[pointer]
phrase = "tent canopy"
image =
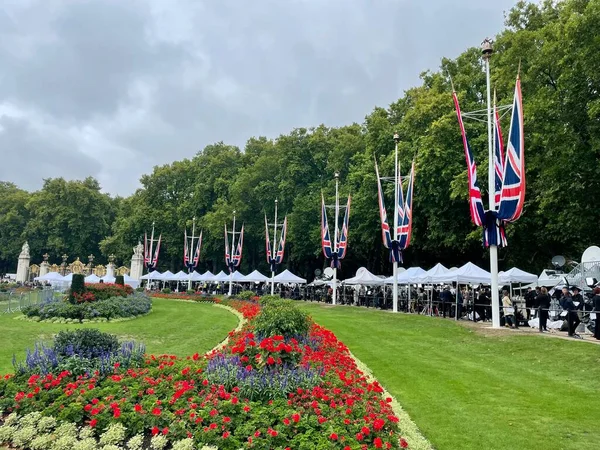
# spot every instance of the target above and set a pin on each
(469, 273)
(256, 277)
(364, 277)
(154, 275)
(288, 277)
(408, 276)
(516, 275)
(437, 270)
(220, 277)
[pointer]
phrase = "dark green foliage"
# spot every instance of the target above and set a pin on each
(112, 308)
(282, 318)
(87, 341)
(77, 287)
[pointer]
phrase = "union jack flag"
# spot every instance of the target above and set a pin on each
(325, 236)
(385, 227)
(276, 259)
(513, 181)
(498, 157)
(405, 229)
(475, 201)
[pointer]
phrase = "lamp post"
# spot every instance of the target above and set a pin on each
(64, 264)
(486, 52)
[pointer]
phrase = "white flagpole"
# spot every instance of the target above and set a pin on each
(487, 51)
(335, 243)
(192, 255)
(396, 196)
(274, 255)
(231, 256)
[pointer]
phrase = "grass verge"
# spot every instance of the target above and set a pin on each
(471, 391)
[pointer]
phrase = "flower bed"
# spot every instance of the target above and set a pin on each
(181, 296)
(279, 391)
(111, 308)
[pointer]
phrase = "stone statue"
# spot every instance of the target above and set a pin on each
(138, 250)
(24, 251)
(23, 264)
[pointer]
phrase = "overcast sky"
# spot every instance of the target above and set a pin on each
(111, 88)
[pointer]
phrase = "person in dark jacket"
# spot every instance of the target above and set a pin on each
(572, 317)
(543, 302)
(529, 302)
(596, 303)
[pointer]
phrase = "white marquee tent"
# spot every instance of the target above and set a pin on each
(364, 277)
(516, 275)
(469, 273)
(256, 277)
(426, 278)
(409, 276)
(154, 275)
(288, 277)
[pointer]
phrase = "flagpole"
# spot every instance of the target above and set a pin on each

AIM: Rewrite all of the data above, substituting "find each instance" for every occurrence of "spot every instance" and keeping everything else the same. Omit the pictures from your version.

RESULT OF THE EXERCISE:
[pointer]
phrase = "tent canopy"
image =
# find each instance of the target above and set a pin on each
(469, 273)
(256, 277)
(364, 277)
(154, 275)
(288, 277)
(408, 276)
(516, 275)
(437, 270)
(220, 277)
[pointer]
phrase = "dark green foliage"
# find each instance of the target above and set a pin on each
(112, 308)
(282, 318)
(87, 341)
(77, 287)
[pointer]
phrase = "union jack flag"
# find each instance of the target above and set a pin on each
(325, 236)
(385, 227)
(276, 259)
(513, 181)
(498, 157)
(405, 229)
(475, 201)
[pointer]
phrase = "lamp post"
# find each instance of the target above and set a pin on each
(64, 264)
(486, 52)
[pointer]
phrase = "white flagpole"
# find each instance of the target above and set a pin on each
(487, 51)
(335, 243)
(192, 255)
(396, 196)
(274, 255)
(231, 256)
[pointer]
phrase = "grass verge"
# find each instance of the target above and set a pin on each
(471, 391)
[pointer]
phrase = "flower bed"
# find each instance of the target above and set a pin on each
(181, 296)
(279, 391)
(111, 308)
[pointer]
phrase = "stone statue"
# find each instance of the target above and set a pin on each
(138, 250)
(24, 251)
(23, 264)
[pointer]
phrase = "overcast sky"
# find each instance of the target above and set a pin on each
(111, 88)
[pointer]
phrase = "person in dark jacket"
# find each instance of the target above and set a pin on each
(572, 317)
(543, 302)
(529, 302)
(596, 303)
[pointer]
phrase = "white marquee tent"
# find each instance of the target above and set a pin on each
(364, 277)
(516, 275)
(469, 273)
(256, 277)
(426, 278)
(409, 276)
(154, 275)
(288, 277)
[pointer]
phrase = "flagpole"
# find each instance of the target above and set a pin on each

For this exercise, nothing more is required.